TEXT BLOCK -
┌──
16 Dec 2015: DYT1 dystonia increases risk taking in humans (including a short primer on reinforcement learning)

Yael Niv
Princeton Neuroscience Institute and Psychology Department
Princeton University

In the past couple of decades reinforcement learning has emerged as a central framework for thinking of trial and error learning in the basal ganglia. However, it has been difficult to link synaptic modification to overt behavioral changes. Rodent models of DYT1 dystonia, a single-mutation motor disorder, demonstrate increased long-term potentiation and decreased long-term depression in corticostriatal synapses. Computationally, such asymmetric learning predicts risk taking in probabilistic tasks. Here we test DYT1 dystonia patients on a simple reinforcement learning task, and demonstrate abnormal risk taking correlated with disease severity, thereby implicating striatal plasticity in shaping choice behavior in humans. Our results are also relevant to the CCNP community as they suggest (and demonstrate) that behavioral tasks married to precise computational models may provide a non-invasive window to diagnosing and characterizing underlying neurological and mental disorders.

9 Dec 2015: Why/When might variation in treatment be therapeutic?

Susan Murphy
HE Robbins Distinguished University Professor of Statistics,
Research Professor, Institute for Social Research & Professor of Psychiatry
University of Michigan

Mobile Health concerns the use of mobile devices for both collecting real-time data, for processing these data and for delivering real-time treatment. Some of these treatments are accessible via the device 24/7 whereas other treatments are intended to be pushed adaptively and just-in-time to the user. Might there be therapeutic effect provided by varying whether or not to push a treatment or to varying the type of treatment? A potential therapeutic role of variation is inconsistent with the usual model of a Markov Decision Process. How do we rectify this inconsistency?

2 Dec 2015: Disorganization in Schizophrenia: Convergence of Clinical and Experimental Data with Information Theory and Neurobiology

Steve Silverstein
Professor of Psychiatry, Rutgers Robert Wood Johnson Medical School, and
Director of Research, Rutgers University Behavioral Health Care

Schizophrenia is a heterogeneous syndrome in terms of symptoms and course of illness.  While much work has focused on understanding the nature of psychotic symptoms, and to a lesser extent negative symptoms, the highly disabling disorganization syndrome has received little attention.  This presentation will begin by giving clinical examples of disorganization in thought, language, and perception.  Experimental data will then be used to demonstrate examples of disorganization in perception, their relationships to thought disorder, and the view that each of these is a manifestation of a canonical processing impairment involving coordination of cognitive activity based on context. The information theoretic concept of coherent infomax will then be described as a way to formally understand contextual modulation of perceptual and cognitive activity, and its failures in schizophrenia.
└──
Collected data entries
┌──
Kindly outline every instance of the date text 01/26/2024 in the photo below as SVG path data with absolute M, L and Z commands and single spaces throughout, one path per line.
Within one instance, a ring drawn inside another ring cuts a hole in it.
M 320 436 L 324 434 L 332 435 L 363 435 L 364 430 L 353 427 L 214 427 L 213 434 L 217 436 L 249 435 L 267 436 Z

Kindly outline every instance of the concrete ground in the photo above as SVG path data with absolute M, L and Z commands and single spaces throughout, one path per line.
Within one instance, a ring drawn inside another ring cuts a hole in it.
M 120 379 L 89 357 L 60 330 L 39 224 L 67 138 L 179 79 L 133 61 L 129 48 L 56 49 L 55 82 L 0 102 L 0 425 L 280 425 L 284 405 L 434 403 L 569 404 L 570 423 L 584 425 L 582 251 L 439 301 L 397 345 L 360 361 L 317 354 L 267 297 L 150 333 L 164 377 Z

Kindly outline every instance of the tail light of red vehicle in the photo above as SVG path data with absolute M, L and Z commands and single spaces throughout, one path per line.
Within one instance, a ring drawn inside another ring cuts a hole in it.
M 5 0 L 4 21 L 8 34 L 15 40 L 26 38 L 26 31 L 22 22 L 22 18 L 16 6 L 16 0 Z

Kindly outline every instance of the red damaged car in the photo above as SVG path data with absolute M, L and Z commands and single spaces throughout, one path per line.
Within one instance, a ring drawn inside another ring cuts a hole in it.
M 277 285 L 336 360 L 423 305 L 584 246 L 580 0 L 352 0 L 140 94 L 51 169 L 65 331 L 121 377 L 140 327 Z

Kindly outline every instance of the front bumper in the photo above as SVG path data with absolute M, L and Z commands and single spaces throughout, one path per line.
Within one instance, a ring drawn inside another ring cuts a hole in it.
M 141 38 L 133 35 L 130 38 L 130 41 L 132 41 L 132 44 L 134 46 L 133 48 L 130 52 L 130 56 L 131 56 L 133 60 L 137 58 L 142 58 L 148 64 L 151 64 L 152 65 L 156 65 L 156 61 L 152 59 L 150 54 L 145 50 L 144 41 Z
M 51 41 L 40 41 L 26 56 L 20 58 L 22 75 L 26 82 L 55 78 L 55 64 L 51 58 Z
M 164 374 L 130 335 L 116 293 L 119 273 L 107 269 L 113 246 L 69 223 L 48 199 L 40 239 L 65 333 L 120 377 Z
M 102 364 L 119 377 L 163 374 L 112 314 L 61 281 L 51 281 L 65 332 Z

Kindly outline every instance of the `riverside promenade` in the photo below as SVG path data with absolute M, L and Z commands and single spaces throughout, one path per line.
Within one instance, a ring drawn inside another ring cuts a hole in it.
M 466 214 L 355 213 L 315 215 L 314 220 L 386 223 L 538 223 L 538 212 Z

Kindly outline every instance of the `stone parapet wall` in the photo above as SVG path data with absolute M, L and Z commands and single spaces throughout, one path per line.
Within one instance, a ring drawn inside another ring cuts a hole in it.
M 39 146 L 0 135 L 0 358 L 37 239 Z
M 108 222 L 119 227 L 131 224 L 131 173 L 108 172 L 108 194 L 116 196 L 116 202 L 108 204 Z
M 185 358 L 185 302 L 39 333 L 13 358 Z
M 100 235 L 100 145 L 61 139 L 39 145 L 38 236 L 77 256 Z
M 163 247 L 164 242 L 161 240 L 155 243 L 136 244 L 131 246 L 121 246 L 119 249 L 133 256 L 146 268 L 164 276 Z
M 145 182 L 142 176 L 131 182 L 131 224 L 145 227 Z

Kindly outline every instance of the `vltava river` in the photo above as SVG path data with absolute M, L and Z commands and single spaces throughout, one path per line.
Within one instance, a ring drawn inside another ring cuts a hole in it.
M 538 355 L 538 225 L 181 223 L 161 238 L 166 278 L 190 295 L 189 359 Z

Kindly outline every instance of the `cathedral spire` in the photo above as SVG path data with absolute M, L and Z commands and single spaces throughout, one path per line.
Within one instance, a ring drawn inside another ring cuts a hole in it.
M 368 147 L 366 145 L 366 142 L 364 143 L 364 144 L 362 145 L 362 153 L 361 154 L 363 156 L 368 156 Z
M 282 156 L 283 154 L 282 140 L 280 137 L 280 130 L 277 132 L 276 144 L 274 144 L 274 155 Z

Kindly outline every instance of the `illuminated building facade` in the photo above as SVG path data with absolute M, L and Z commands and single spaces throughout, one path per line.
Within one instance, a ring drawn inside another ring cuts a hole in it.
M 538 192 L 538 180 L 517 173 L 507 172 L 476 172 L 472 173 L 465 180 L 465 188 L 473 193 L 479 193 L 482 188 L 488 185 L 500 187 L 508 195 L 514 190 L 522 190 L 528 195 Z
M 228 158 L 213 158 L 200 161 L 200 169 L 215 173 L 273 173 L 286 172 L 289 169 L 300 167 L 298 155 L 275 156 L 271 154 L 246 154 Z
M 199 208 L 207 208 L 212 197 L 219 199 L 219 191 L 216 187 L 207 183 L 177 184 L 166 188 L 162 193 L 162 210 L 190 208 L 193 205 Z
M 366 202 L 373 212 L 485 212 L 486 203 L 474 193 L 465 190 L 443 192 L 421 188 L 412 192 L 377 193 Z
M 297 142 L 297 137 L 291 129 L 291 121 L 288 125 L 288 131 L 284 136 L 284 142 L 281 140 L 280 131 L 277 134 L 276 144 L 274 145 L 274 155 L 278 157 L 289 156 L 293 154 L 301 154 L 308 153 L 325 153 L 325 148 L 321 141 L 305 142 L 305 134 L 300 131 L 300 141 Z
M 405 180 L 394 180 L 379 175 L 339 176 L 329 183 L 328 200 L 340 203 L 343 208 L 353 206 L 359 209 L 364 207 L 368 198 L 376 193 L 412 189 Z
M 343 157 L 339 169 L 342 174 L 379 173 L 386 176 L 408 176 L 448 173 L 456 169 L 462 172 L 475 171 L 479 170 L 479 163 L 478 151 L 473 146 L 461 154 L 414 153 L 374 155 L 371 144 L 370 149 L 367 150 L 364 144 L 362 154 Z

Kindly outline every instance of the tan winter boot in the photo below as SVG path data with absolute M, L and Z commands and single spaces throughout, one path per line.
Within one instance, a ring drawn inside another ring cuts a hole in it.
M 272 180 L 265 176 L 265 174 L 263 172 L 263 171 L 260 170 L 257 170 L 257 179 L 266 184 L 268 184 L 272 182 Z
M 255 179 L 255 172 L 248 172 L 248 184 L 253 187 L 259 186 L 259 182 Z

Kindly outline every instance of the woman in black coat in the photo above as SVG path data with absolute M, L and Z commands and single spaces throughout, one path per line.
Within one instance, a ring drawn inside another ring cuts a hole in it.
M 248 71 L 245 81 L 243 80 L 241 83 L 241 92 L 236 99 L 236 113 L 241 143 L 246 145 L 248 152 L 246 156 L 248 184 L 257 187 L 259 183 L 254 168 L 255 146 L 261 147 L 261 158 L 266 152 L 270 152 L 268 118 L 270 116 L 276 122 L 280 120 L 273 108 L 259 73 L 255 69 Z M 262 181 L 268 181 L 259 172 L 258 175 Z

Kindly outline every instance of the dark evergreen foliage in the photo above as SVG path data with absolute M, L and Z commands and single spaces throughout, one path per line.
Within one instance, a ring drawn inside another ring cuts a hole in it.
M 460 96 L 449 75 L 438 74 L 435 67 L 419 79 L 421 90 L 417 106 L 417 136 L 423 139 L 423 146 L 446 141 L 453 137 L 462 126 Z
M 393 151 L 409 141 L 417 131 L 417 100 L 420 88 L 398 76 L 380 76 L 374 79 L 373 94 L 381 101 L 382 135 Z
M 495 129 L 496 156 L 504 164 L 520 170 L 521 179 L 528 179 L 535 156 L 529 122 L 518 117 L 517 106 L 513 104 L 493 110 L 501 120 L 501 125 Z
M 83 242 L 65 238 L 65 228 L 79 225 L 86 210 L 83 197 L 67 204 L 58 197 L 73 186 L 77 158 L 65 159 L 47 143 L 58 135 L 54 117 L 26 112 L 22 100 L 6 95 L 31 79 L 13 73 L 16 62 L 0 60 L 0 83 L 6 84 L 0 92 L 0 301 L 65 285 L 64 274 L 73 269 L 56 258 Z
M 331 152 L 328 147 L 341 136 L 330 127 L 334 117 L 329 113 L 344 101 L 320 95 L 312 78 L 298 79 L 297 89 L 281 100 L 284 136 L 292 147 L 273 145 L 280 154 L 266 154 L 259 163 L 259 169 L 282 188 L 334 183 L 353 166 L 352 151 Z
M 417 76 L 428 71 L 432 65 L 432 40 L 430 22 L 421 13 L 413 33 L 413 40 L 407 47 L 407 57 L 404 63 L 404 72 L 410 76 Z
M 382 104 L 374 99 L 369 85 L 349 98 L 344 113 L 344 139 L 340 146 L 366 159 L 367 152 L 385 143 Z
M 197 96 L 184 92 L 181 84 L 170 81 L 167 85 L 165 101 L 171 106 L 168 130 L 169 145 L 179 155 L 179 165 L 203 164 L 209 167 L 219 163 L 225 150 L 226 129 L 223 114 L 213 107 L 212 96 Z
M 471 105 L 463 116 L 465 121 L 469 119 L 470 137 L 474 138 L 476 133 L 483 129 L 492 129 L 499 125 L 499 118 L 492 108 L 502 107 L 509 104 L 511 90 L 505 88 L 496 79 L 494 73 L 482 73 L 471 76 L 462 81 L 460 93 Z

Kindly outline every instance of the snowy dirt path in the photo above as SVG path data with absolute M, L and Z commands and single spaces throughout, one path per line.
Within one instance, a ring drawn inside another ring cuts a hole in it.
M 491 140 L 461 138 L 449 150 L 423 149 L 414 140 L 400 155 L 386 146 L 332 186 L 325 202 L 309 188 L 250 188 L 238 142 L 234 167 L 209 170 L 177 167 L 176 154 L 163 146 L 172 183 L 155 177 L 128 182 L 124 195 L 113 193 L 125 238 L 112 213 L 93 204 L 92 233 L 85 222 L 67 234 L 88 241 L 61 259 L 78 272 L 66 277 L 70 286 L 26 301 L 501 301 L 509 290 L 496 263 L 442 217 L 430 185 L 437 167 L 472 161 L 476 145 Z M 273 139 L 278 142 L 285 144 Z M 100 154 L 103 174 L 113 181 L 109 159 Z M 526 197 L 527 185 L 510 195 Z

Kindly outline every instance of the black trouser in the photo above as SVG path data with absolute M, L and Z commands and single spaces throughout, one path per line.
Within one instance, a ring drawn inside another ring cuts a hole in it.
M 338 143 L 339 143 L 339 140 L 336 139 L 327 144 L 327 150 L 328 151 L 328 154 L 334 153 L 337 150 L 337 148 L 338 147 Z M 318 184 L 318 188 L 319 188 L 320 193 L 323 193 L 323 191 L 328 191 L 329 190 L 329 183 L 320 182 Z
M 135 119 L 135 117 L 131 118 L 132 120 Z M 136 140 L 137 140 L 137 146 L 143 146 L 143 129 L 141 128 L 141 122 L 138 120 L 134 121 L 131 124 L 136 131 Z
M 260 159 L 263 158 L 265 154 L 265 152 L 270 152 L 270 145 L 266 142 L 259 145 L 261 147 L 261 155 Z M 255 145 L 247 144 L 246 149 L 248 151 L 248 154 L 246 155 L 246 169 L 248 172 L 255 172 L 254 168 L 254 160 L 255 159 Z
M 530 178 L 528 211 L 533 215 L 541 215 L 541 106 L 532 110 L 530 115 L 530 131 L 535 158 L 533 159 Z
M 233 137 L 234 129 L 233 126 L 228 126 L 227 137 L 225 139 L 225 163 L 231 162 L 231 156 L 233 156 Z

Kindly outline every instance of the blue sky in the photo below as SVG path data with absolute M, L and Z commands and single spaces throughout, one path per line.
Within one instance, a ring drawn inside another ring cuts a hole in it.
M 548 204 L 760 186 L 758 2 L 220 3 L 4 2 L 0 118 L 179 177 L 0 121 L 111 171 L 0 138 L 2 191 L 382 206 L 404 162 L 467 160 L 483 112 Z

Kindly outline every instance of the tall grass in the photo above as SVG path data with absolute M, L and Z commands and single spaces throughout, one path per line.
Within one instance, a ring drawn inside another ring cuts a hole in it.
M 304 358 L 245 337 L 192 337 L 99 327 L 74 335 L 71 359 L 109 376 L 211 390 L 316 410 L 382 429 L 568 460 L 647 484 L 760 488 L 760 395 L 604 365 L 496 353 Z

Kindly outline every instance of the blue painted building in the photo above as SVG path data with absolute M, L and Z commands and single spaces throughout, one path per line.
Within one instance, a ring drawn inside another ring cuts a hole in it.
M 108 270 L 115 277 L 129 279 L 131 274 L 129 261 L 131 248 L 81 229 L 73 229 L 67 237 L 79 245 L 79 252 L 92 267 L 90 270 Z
└──
ASSIGNMENT 1 -
In the seminar listings, which university does Susan Murphy list as her affiliation?
ASSIGNMENT 2 -
Extend the seminar listings past their last sentence.
None of the records are needed.

TASK RESPONSE 1 -
University of Michigan

TASK RESPONSE 2 -
Implementation of the neural goal function of coherent infomax via apical amplification and dis-amplification will be described, as will the implications of this view for an understanding of schizophrenia.

18 Nov 2015: A Trans-Diagnostic Approach to Understanding Compulsive Behavior

Claire Gillan
Sir Henry Wellcome post-doctoral fellow
NYU and University of Cambridge
Prominent theories suggest that compulsive behaviors characteristic of obsessive-compulsive disorder (OCD) and addiction are driven by shared deficits in goal-directed control, which confers vulnerability for developing rigid habits. However, recent work has shown that these deficits extend far beyond these archetypal compulsive disorders, casting doubt over the specificity of this effect to disorders of compulsivity. This lack of specificity is unfortunately ubiquitous in psychiatry research, a result, we would argue, of the fact that psychiatric diagnostic categories do not reflect the most discrete and neurobiologically informative phenomena. We investigated if the link between clinical phenotype and goal-directed deficits could be more precisely delineated from a trans-diagnostic perspective. Using a novel, data-driven approach comprising large-scale online testing of variation in psychiatric symptoms and neurocognitive performance in two independent samples, we found evidence that compulsivity is a trans-diagnostic trait, predictive of individual differences in goal-directed deficits. These data showcase a powerful new methodology and highlight the potential of a dimensional, biologically grounded approach to psychiatry research.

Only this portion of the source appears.